Source text ::

= Beginning of Section =

SNEAK: Evaluating Strategic Communication and Information Leakage in Large Language Models

arXiv cs.CL / 4/1/2026

📰 NewsSignals & Early TrendsIdeas & Deep AnalysisModels & Research

Key Points

  • The paper introduces SNEAK, a new benchmark designed to evaluate strategic communication in LLMs where agents must share information with allies while minimizing leakage to adversaries.
  • SNEAK tests selective information sharing by having a model generate messages that indicate knowledge of a secret word given a category and candidate word set, without revealing the secret too clearly.
  • It uses two simulated agents—an ally (who knows the secret) to assess communication utility and a chameleon (who lacks the secret) to assess adversarial leakage—producing complementary utility and leakage metrics.
  • The authors analyze informativeness–secrecy trade-offs in modern language models and conclude that strategic communication under asymmetric information is still difficult for current systems.

= End of Section =

[Segmentation mask data]
= Beginning of Section =

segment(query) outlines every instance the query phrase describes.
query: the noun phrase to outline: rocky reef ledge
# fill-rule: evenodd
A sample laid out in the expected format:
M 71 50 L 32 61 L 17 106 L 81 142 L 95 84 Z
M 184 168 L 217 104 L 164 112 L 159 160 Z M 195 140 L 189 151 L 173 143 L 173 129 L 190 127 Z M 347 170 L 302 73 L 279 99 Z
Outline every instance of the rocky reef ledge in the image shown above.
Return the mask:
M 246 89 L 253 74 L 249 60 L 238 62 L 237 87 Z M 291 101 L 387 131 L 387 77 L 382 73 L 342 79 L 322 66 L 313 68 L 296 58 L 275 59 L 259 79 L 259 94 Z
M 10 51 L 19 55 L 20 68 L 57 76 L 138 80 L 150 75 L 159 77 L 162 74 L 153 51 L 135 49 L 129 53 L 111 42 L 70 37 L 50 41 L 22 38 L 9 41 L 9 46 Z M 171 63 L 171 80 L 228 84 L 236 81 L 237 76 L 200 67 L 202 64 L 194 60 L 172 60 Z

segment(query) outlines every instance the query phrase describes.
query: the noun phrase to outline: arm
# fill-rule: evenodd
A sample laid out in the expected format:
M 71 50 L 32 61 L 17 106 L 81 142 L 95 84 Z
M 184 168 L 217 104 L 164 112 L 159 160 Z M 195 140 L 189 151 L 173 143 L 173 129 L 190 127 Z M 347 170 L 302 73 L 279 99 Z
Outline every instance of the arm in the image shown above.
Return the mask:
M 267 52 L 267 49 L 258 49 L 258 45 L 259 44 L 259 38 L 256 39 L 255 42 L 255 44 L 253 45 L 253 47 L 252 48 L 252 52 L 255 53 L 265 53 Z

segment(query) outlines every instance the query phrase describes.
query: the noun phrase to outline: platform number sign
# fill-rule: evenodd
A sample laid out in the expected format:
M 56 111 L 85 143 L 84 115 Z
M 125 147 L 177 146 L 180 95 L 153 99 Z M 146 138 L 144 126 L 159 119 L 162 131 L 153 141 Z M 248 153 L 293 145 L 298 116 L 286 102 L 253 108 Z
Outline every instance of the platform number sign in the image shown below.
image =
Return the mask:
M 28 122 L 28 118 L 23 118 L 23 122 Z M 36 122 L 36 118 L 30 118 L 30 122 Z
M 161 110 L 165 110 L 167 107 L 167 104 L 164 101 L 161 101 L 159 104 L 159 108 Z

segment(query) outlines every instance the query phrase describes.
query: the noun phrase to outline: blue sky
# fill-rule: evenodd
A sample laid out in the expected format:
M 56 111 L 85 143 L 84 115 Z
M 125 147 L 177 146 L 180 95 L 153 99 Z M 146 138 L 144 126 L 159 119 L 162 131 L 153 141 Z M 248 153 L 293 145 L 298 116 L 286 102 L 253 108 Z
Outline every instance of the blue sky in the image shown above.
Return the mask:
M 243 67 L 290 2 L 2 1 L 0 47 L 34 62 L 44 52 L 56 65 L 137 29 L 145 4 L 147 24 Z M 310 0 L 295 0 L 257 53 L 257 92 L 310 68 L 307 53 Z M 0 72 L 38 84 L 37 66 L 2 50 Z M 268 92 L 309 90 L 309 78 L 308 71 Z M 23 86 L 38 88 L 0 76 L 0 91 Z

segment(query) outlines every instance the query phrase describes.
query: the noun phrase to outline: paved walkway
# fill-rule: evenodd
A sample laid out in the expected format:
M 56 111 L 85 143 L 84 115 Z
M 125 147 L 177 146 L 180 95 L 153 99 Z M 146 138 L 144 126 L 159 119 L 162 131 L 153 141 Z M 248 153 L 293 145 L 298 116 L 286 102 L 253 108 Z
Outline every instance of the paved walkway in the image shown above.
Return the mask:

= End of Section =

What you will do ::
1. Reproduce the SNEAK summary word for word, starting with "arXiv cs.CL /" and going on through "and leakage metrics.".
2. Do these statements agree with the SNEAK summary? Answer yes or no for each, quoting the words that decide it.
(a) The chameleon agent knows the secret word.
(b) The authors conclude that current systems still find strategic communication under asymmetric information difficult.
(c) SNEAK reduces its evaluation to a single combined score.

Per-task answers ::
1.
arXiv cs.CL / 4/1/2026

📰 NewsSignals & Early TrendsIdeas & Deep AnalysisModels & Research

Key Points

  • The paper introduces SNEAK, a new benchmark designed to evaluate strategic communication in LLMs where agents must share information with allies while minimizing leakage to adversaries.
  • SNEAK tests selective information sharing by having a model generate messages that indicate knowledge of a secret word given a category and candidate word set, without revealing the secret too clearly.
  • It uses two simulated agents—an ally (who knows the secret) to assess communication utility and a chameleon (who lacks the secret) to assess adversarial leakage—producing complementary utility and leakage metrics.

2.
(a) No: "a chameleon (who lacks the secret)"
(b) Yes: "strategic communication under asymmetric information is still difficult for current systems"
(c) No: "producing complementary utility and leakage metrics"